• _Vorliegender Text_

# Monitor falsch erkannt



## User Maik (4. Juli 2004)

Habe einen IBM 9525 Monitor der unter SUSE 8.0 richtig erkannt wird.
Unter SUSE 8.2 kann ich diesen noch nachträglich richtig einstellen.

Aber unter SUSE 9.1 wird er trotz richtiger Einstellung am Anfang richtig dargestellt
Wenn ich den PC neu starte wird dieser falsch angezeigt (ich meine damit in nur halbe Bildschirmgröße)
und zwar als VESA - Monitor und dieses auch nur in halber Bildschirmgröße.
Unter YAST und SAX ist der IBM Monitor 9525 mit der Herz und Frequenz richtig eingestellt.
Änderungen zu anderen Monitore ergeben keine Ergebnisse.
Wer kann mir da weiter helfen?


----------



## frankbindzus (6. Juli 2004)

• _Übungsaufgaben_
a) Fasse den Forenthread zum falsch erkannten Monitor in zwei Sätzen zusammen.
b) Gib aus den Datensätzen den Abschnitt von der Zeile mit „in black witch“ bis einschließlich der Zeile mit „[227,82,328,203]“ unverändert wieder.
Die Datensätze stehen in keinem Zusammenhang mit dem Forenthread.

• _Aufgabenmaterial_
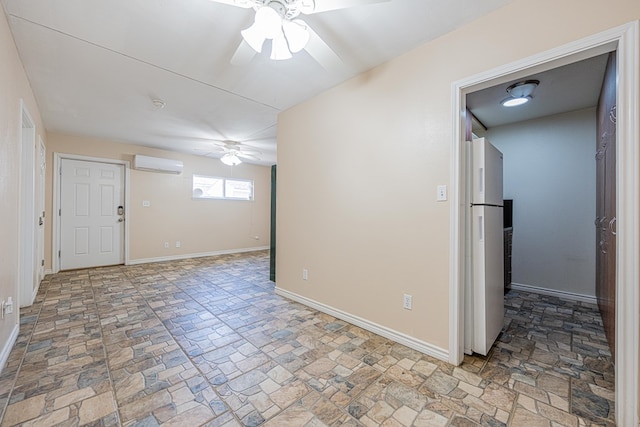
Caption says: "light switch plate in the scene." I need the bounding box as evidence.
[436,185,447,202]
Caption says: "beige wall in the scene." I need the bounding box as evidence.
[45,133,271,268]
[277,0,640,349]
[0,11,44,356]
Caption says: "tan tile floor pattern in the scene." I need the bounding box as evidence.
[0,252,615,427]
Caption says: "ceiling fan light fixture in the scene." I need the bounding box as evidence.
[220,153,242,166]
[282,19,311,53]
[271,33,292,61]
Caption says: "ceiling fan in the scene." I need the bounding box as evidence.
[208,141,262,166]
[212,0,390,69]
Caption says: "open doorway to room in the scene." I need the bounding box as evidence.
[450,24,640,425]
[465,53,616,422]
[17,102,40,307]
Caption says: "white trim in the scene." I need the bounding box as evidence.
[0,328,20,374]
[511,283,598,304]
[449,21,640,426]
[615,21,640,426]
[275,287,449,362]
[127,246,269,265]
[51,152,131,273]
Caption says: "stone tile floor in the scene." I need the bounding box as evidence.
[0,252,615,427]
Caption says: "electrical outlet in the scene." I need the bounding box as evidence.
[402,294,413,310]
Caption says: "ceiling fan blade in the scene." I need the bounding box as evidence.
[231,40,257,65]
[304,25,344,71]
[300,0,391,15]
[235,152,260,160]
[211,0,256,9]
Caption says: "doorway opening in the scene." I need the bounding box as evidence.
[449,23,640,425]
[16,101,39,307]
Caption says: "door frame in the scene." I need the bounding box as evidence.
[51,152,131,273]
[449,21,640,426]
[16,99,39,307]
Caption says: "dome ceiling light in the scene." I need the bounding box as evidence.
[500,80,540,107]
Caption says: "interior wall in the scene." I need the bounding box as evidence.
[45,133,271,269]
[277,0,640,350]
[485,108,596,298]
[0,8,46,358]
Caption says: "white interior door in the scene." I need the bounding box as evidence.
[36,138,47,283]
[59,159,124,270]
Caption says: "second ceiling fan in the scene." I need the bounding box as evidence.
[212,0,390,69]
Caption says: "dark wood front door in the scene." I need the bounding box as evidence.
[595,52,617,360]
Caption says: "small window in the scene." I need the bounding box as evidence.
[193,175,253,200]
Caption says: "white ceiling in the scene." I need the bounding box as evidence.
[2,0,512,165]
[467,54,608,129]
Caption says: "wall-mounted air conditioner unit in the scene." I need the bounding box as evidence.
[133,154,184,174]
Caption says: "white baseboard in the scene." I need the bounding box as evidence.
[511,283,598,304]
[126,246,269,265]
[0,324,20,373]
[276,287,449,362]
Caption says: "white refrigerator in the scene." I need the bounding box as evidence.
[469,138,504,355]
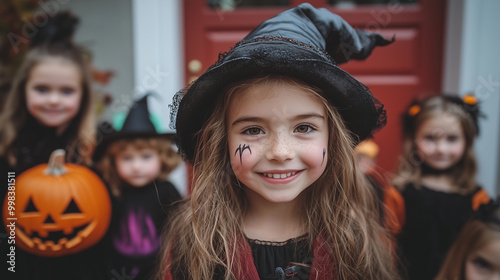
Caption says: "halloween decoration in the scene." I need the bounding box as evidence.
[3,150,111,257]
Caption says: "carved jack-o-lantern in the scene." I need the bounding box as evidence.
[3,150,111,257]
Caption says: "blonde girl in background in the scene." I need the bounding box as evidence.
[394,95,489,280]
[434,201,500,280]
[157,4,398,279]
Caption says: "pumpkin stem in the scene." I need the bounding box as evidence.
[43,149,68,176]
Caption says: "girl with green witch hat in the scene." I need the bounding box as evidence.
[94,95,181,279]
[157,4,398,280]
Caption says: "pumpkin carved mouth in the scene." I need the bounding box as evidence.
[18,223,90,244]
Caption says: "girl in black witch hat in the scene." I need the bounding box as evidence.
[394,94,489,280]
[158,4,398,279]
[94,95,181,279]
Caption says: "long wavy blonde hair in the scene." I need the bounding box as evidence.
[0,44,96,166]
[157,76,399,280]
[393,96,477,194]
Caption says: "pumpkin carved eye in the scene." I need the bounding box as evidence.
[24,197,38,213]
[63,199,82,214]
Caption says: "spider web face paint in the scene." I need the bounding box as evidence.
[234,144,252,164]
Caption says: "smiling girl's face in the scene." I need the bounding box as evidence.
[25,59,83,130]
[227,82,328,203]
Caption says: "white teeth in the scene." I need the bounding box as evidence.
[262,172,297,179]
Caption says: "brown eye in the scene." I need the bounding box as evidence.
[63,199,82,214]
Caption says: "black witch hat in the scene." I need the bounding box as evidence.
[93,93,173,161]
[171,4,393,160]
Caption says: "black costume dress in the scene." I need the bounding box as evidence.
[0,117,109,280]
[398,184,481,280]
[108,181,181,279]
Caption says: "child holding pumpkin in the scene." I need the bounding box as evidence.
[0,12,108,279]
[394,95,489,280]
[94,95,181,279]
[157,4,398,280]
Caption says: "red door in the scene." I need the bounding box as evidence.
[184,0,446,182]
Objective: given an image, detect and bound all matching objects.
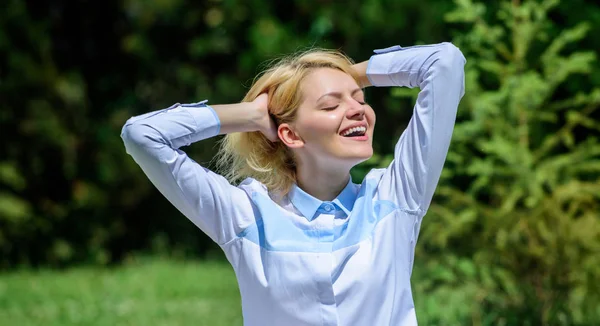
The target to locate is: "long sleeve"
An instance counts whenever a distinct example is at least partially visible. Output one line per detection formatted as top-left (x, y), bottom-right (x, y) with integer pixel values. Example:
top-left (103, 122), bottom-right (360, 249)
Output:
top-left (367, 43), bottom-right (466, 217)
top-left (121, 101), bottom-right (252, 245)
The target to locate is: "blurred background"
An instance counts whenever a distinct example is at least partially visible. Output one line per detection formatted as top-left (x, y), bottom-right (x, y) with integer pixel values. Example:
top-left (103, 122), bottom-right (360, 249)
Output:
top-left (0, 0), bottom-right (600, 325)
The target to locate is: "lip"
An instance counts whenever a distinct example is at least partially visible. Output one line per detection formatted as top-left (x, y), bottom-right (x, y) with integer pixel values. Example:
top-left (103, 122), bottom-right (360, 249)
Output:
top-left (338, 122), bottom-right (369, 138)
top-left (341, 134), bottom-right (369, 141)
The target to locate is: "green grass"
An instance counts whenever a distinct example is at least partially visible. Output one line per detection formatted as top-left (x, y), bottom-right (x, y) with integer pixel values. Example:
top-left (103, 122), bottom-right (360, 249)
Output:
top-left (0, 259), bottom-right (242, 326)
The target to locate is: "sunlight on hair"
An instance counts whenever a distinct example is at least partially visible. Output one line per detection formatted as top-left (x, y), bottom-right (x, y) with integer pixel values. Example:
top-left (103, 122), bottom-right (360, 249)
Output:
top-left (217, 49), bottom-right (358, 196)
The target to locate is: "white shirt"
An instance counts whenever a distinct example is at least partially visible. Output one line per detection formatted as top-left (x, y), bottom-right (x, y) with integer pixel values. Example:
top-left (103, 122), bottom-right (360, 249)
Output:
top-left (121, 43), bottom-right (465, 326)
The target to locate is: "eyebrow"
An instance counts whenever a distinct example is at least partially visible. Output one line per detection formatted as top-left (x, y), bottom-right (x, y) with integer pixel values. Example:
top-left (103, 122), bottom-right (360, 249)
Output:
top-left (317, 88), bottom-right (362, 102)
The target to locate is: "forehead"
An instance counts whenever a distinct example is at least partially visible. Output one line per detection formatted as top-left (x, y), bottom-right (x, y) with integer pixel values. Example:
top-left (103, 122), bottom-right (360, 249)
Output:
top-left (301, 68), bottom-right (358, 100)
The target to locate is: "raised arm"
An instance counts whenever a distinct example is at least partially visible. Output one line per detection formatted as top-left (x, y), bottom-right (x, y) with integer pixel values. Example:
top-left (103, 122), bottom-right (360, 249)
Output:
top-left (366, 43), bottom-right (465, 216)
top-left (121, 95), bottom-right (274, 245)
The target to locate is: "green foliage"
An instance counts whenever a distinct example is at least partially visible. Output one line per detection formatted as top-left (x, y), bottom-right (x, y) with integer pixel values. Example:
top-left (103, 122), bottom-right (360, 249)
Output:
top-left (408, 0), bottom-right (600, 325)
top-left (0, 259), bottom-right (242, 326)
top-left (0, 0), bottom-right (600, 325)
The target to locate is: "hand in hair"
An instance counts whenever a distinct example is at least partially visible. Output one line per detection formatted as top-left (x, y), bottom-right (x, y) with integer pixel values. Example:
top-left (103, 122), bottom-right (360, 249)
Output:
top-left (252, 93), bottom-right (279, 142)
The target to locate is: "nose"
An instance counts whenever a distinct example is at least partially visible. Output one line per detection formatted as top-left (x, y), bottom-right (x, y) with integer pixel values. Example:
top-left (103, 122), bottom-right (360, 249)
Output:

* * *

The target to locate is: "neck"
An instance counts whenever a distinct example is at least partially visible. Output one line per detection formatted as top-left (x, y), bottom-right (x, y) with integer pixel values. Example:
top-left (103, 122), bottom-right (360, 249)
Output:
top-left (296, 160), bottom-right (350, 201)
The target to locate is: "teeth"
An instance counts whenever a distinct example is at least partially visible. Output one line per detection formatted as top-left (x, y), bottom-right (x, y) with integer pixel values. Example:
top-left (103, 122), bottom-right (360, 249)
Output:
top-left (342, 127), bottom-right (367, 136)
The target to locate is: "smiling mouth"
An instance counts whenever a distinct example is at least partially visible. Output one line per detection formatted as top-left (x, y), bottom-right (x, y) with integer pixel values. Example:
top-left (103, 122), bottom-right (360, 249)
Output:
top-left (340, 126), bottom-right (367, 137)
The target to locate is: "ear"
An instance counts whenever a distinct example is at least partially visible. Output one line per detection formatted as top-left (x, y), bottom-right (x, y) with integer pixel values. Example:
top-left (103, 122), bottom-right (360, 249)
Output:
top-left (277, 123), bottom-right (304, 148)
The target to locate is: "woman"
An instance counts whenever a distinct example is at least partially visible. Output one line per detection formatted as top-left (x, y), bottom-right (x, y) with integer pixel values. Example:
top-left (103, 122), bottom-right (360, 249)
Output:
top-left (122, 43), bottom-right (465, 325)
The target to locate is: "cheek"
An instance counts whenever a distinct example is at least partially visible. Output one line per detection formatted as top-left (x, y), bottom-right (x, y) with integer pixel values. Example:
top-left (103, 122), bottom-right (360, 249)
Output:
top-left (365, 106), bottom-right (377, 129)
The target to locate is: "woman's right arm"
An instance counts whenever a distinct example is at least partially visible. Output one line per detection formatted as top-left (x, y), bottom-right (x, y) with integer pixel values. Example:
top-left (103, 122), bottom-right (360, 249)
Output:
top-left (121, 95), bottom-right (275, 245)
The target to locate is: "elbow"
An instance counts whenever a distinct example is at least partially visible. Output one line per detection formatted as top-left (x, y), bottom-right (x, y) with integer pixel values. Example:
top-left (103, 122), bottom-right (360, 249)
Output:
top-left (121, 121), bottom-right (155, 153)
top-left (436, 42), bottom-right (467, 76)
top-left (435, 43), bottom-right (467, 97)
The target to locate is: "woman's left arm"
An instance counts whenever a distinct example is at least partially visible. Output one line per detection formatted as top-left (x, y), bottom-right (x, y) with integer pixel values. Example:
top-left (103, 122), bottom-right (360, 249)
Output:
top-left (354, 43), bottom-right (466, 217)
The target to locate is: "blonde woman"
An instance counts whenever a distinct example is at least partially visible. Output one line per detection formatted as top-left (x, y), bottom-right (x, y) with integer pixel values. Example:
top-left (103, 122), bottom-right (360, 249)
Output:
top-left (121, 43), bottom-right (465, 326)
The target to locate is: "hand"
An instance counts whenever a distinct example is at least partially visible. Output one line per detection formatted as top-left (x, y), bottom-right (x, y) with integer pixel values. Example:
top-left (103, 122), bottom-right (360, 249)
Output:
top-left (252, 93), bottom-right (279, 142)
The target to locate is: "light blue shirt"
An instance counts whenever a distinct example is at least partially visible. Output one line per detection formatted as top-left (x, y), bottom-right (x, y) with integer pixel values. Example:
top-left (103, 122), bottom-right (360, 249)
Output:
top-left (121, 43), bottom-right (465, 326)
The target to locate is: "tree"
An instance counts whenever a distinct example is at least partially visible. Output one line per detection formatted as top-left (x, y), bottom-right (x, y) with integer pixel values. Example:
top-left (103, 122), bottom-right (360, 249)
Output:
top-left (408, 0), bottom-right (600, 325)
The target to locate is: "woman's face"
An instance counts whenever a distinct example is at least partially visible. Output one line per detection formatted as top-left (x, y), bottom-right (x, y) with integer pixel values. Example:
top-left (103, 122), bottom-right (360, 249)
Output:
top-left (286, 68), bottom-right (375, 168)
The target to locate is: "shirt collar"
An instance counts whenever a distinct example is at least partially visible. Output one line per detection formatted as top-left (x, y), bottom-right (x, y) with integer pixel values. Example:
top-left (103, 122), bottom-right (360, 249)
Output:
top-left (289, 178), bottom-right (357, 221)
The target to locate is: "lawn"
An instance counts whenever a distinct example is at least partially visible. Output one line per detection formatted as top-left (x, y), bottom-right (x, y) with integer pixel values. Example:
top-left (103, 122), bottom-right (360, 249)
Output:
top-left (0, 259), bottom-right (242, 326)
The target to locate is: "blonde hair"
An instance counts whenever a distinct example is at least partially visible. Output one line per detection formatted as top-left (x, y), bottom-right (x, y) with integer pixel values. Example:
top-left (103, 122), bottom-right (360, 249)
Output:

• _Lösungen_
a) Ein IBM-9525-Monitor wird unter SUSE 8.0 richtig erkannt und lässt sich unter SUSE 8.2 nachträglich richtig einstellen. Unter SUSE 9.1 erscheint er nach einem Neustart trotz korrekter Einstellung von Hertz und Frequenz in YAST und SAX als VESA-Monitor in nur halber Bildschirmgröße, und auch die Auswahl anderer Monitore bringt kein Ergebnis.

b)
Caption says: "girl in black witch hat in the scene." I need the bounding box as evidence.
[394,94,489,280]
[158,4,398,279]
[94,95,181,279]
Caption says: "long wavy blonde hair in the scene." I need the bounding box as evidence.
[0,44,96,166]
[157,76,399,280]
[393,96,477,194]
Caption says: "pumpkin carved eye in the scene." I need the bounding box as evidence.
[24,197,38,213]
[63,199,82,214]
Caption says: "spider web face paint in the scene." I need the bounding box as evidence.
[234,144,252,164]
Caption says: "smiling girl's face in the scene." I need the bounding box as evidence.
[25,59,83,130]
[227,82,328,203]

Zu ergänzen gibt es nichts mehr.